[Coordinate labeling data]
# # #

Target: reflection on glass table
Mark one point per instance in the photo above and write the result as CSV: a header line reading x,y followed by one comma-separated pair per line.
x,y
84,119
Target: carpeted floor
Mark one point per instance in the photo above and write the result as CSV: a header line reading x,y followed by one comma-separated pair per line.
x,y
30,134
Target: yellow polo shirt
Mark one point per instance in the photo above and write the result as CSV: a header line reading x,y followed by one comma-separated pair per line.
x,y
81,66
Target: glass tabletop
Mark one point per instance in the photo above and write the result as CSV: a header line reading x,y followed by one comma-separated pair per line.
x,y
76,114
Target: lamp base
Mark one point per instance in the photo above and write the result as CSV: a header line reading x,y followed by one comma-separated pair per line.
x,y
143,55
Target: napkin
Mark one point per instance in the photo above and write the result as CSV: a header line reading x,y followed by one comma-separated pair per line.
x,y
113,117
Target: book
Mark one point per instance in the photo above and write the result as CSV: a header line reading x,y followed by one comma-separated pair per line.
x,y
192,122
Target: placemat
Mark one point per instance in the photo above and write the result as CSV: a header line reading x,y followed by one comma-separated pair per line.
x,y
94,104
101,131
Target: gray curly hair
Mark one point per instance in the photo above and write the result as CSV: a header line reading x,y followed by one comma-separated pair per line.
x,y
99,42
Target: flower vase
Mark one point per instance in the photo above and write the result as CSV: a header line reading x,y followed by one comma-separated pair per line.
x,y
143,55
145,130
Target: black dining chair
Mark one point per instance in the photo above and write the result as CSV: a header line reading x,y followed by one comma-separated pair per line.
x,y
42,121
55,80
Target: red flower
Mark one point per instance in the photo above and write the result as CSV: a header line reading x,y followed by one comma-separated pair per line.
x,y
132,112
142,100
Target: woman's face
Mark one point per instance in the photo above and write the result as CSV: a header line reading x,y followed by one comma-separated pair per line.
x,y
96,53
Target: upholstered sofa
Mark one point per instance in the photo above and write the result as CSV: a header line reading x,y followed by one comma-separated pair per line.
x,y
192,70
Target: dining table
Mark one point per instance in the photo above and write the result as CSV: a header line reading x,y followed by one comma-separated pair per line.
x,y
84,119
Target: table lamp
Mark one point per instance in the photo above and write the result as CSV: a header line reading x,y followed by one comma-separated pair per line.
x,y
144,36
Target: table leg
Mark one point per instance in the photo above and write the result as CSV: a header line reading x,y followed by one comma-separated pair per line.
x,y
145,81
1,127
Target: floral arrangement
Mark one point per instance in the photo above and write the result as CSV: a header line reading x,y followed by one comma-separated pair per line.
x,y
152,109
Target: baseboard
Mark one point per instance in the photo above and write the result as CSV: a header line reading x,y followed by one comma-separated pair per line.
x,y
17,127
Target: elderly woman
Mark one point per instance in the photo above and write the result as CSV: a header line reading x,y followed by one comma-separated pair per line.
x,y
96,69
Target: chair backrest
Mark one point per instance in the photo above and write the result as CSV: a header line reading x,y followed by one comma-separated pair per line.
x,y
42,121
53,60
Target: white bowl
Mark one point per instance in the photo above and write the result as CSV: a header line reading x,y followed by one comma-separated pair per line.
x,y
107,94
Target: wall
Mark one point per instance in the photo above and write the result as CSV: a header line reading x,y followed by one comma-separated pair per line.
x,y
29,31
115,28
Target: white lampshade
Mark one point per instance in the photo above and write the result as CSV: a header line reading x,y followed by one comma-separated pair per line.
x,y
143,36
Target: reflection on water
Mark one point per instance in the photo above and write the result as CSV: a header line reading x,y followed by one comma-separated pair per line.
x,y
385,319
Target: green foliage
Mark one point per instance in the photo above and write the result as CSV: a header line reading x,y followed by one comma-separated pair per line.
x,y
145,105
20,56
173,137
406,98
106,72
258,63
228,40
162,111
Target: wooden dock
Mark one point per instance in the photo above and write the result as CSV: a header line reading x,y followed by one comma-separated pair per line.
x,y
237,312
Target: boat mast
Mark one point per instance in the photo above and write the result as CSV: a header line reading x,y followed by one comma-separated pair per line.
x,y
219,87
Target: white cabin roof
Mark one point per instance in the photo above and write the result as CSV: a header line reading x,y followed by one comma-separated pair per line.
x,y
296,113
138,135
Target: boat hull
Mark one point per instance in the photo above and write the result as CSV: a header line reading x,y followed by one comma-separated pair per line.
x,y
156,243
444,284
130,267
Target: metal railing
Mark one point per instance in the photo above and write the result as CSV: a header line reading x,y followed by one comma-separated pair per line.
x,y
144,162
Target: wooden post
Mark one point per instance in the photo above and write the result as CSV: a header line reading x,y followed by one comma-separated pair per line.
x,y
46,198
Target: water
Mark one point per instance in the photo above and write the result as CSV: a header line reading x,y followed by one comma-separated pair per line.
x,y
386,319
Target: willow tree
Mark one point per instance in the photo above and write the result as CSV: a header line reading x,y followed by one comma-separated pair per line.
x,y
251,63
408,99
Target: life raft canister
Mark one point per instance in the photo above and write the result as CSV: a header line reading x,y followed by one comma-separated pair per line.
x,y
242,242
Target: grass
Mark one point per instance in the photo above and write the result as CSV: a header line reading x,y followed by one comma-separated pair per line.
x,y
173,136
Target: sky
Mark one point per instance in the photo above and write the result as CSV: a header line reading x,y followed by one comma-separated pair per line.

# # #

Write out the whole listing again. Match it word for word.

Target: reflection on glass table
Mark one point per instance in the photo above and write the result as CSV: a header line reading x,y followed by one comma-separated pair per line.
x,y
84,119
Target: carpeted floor
Mark one point per instance in the photo above and write the result as CSV: a header line reading x,y followed by one comma-separated pair per line.
x,y
30,134
Target: yellow polo shirt
Mark one point per instance in the photo above and write the result as CSV: a header line reading x,y followed by one comma-separated pair per line.
x,y
81,66
Target: glass tabletop
Mark one point per instance in the photo above and write the result as CSV: a header line reading x,y followed by one comma-separated pair per line.
x,y
76,114
Target: lamp base
Mark one point per instance in the photo above and write the result as CSV: a header line reading x,y followed by one comma-separated pair per line.
x,y
143,55
Target: napkin
Mark one point per instance in the photo above and write the result as CSV: a header line reading x,y followed by one comma-separated pair per line.
x,y
113,117
Target: book
Mark one point per instance in the photo above and write the result as CSV: a header line reading x,y followed by one comma-separated pair per line.
x,y
192,122
Target: placemat
Mark one point per instance in the photo above and write the result as CSV: a header line reading x,y followed by one comma-separated pair per line.
x,y
94,104
101,131
Target: gray curly hair
Mark one point per instance in the photo above and write the result as CSV: a header line reading x,y followed by one comma-separated pair per line.
x,y
99,42
Target: flower vase
Mark one point per instance in the photo above and write the result as CSV: a header line reading x,y followed by one comma-separated pair per line.
x,y
143,55
145,130
Target: black dining chair
Mark one point per instance in the photo above and write the result as CSV: a header line reading x,y followed by one comma-separated pair per line.
x,y
42,121
55,80
Target: red flower
Mark one point per instance in the photo above and write the result as CSV: a header line reading x,y followed by one comma-separated pair per line.
x,y
132,112
142,100
Target: woman's face
Mark one point per instance in the photo above and write the result as CSV: a header line reading x,y followed by one comma-separated pair per line.
x,y
96,53
Target: upholstered sofa
Mark one point per instance in the photo above and write the result as CSV: a header line reading x,y followed by one comma-separated pair per line.
x,y
192,70
Target: dining table
Mark one point per instance in the photo above and write the result as CSV: a header line reading x,y followed by one comma-separated pair per line.
x,y
84,119
Target: table lamp
Mark one point per instance in the photo above and write the result as CSV: a header line reading x,y followed by one comma-separated pair per line.
x,y
144,36
Target: table leg
Mark one point per instance in the photo above and write the result as CSV: a header line reading x,y followed by one comma-separated pair per line.
x,y
145,81
1,127
Target: floral arrangement
Mark one point per instance in the photo above and write the result as CSV: a header line reading x,y followed by one comma-separated pair per line.
x,y
152,109
Target: baseboard
Mark one point per instance in the photo above and write the result as CSV: a header line reading x,y followed by one comma-separated pair per line.
x,y
17,127
Target: elderly woman
Mark one point per instance in the photo above and write the result as CSV: a header line reading x,y followed by one comma-separated pair per line.
x,y
96,69
Target: chair backrest
Mark one point per instance in the photo above and write the result as CSV: a header line reading x,y followed by one comma-separated pair per line.
x,y
42,121
53,60
Target: white bowl
Mark one point per instance in the photo above and write the result as CSV: a header line reading x,y followed by one comma-separated pair per line.
x,y
107,94
Target: wall
Mark one point per instance in the photo above and write the result as CSV: a header line reading x,y followed by one comma-separated pair per line.
x,y
29,31
115,28
Target: white lampshade
Mark one point per instance in the photo above and write the result as CSV: a header line reading x,y followed by one comma-separated pair per line.
x,y
143,36
Target: reflection on water
Mark one point per instance in the photo above and write the result as CSV: a header line reading x,y followed by one comma-separated pair per line.
x,y
385,319
Target: green foliage
Mark one point per instance in the photo above and write the result as CSV: a header line reading x,y followed by one comma-separated pair per line.
x,y
145,105
20,56
173,137
406,98
106,72
258,63
228,40
162,111
Target: wooden dock
Mark one point per instance in the photo above and write the result as CSV: a header line reading x,y followed by one comma-separated pair per line.
x,y
237,312
Target: boat mast
Mark one point per instance in the photo above and write the result as CSV: a header line reading x,y followed by one comma-separated pair per line.
x,y
219,87
Target: white cabin roof
Mark one point per instance in the photo above and write the result as CSV: a header line reading x,y followed by one comma-separated pair per line.
x,y
296,113
138,135
Target: boat hull
Mark one point per instance in the photo above and write the result as CSV: a header line reading x,y followed by one comma-separated pair per line.
x,y
156,243
444,284
130,267
Target: metal railing
Mark one point per instance in the photo above and write the result as CSV: a header line reading x,y followed by one comma-separated pair per line.
x,y
144,162
Target: wooden post
Mark one point per instance in the photo above and write the result as CSV: a header line reading x,y followed by one comma-separated pair per line.
x,y
46,198
Target: water
Mark one point per instance in the photo above and write the result as CSV: a header line reading x,y followed by one comma-separated pair per line.
x,y
386,319
Target: willow tree
Mark one point per instance in the photo above and write the result as CSV: a header line reading x,y followed by one comma-separated pair per line.
x,y
251,63
408,99
Target: life raft canister
Mark one point per instance in the photo above and write the result as CSV: a header line reading x,y followed by one comma-separated pair per line.
x,y
242,242
Target: grass
Mark one point per instance in the photo above and write the result as CSV: a header line reading x,y followed by one comma-separated pair per line.
x,y
173,136
Target: sky
Mark one point per instance in the photo above and write the result as CSV: a header line reading x,y followed by one comma-separated pair per line.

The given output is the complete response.